## Start Article

Kamdyn Fuller

Personal information
- Date of birth: August 8, 2008 (age 18)
- Height: 5 ft 5 in (1.65 m)
- Position: Midfielder

Team information
- Current team: TCU Horned Frogs
- Number: 10

College career
- Years: Team / Apps / (Gls)
- 2025–: TCU Horned Frogs / 23 / (4)

Senior career*
- Years: Team / Apps / (Gls)
- 2024: Dallas Trinity / 3 / (0)

International career^{‡}
- 2026–: U.S. Women's U–18 / 1 / (0)

= Kamdyn Fuller =

American soccer player (born 2008)

Kamdyn Fuller ( Born August 8, 2008) is an American college soccer player who plays as a midfielder for the TCU Horned Frogs. She was named the Big 12 Freshman of the Year in 2025.

==Early life==

Fuller grew up in Southlake, Texas. She practiced gymnastics before moving to soccer. She played club soccer for Solar SC, winning two(2) national titles and earning ECNL all-conference honors. In her freshman year at Carroll Senior High School in 2023, she scored 25 goals with 15 assists, making her the team's second-leading scorer after her sister Kennedy, and was named the district's newcomer of the year. In her sophomore year in 2024, after her sister left to join Angel City FC, she scored 41 goals with 24 assists and was named the district's offensive most valuable player.

## End Article
## Start Records to process

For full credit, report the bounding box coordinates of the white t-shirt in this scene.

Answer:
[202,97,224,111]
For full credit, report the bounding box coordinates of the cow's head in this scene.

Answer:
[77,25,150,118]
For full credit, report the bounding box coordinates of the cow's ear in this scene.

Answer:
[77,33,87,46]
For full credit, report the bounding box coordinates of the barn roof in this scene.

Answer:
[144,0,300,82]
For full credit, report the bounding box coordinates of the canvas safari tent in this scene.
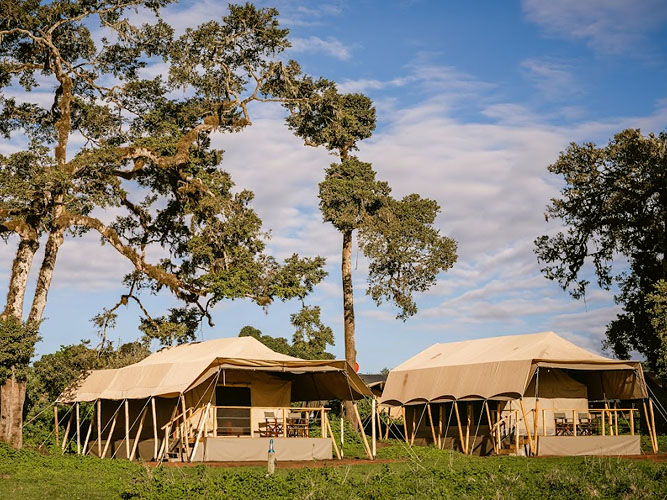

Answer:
[54,337,371,461]
[381,332,657,455]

## End Records to process

__Requirements__.
1 – Reproduce the rows from the line containing "ear in this scene." through the last line of the rows, including both ends, and leave the pictures out.
2 – Continue the article on Kamdyn Fuller from where it stops.

__Written answers__.
1 –
For full credit, report the bounding box coordinates of the cow's ear in this scene.

Answer:
[77,33,87,46]
For full credit, report the bounding box coordinates of the barn roof in this scene.

Answer:
[144,0,300,82]
For full credit, report the bounding box coordinates of the canvas safari tent in this scene.

Answer:
[54,337,371,461]
[381,332,657,455]

2 –
In the fall of 2024, Fuller joined USL Super League club Dallas Trinity on an academy contract (allowing her to retain college eligibility), making three appearances in the league's inaugural season. In the spring of 2025, she scored 26 goals with 6 assists in half a season for Carroll, earning the district MVP award. She broke the school record for career goals in three seasons. She was originally part of Texas Christian University's incoming class of 2026 but graduated high school a year early to begin college at age 16.

==College career==

Fuller started 23 games and scored 4 goals for the TCU Horned Frogs as a freshman in 2025, helping the team win the Big 12 Conference regular-season title. In the NCAA tournament third round, she scored a critical header from a corner with seconds remaining to equalize against defending champions North Carolina, with TCU advancing on penalties. The team reached the NCAA semifinals for the first time in program history, losing to Florida State. Fuller was named first-team All-Big 12 and the Big 12 Freshman of the Year.

==International career==

Fuller was called into identification camp with the United States under-15 team in 2022.

==Personal life==

Fuller is the daughter of Kim and Kris Fuller. She has an older sister, Kennedy, who plays for Angel City FC, and a younger brother, Kolton.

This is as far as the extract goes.